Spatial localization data
⟨
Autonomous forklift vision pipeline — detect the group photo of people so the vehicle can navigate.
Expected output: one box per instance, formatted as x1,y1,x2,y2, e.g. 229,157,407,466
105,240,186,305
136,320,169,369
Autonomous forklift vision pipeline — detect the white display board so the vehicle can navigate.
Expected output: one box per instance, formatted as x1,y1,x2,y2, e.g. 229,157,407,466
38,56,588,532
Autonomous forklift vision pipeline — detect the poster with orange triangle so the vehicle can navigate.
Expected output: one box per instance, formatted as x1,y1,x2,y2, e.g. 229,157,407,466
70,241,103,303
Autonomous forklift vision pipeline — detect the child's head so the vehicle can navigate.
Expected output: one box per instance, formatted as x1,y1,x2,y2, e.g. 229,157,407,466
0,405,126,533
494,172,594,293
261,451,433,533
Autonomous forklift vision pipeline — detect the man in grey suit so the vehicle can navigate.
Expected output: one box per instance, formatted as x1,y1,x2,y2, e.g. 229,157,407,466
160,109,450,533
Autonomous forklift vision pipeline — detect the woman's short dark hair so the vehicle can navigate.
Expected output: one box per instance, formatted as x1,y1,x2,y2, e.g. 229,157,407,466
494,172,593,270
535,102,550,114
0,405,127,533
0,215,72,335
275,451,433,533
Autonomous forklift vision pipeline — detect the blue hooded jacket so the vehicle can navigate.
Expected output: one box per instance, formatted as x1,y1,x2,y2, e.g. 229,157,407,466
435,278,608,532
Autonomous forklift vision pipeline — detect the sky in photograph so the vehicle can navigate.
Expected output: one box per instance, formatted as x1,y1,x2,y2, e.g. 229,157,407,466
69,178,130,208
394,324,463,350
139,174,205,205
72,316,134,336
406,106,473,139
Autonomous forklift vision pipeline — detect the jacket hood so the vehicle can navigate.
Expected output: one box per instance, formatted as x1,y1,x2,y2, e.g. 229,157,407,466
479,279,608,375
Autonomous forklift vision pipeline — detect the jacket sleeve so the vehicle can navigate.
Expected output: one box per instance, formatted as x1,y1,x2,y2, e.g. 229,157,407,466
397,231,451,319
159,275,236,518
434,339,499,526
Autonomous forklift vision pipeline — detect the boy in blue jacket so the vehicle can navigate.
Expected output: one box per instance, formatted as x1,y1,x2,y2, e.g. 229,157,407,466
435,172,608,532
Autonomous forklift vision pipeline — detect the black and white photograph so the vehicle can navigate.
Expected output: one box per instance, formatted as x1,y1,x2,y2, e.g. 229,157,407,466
⟩
> **WHAT YOU SHOULD DO**
Determine how many lines of the records hold the word "detect", giving only that number.

> **COMPLETED EXERCISE**
12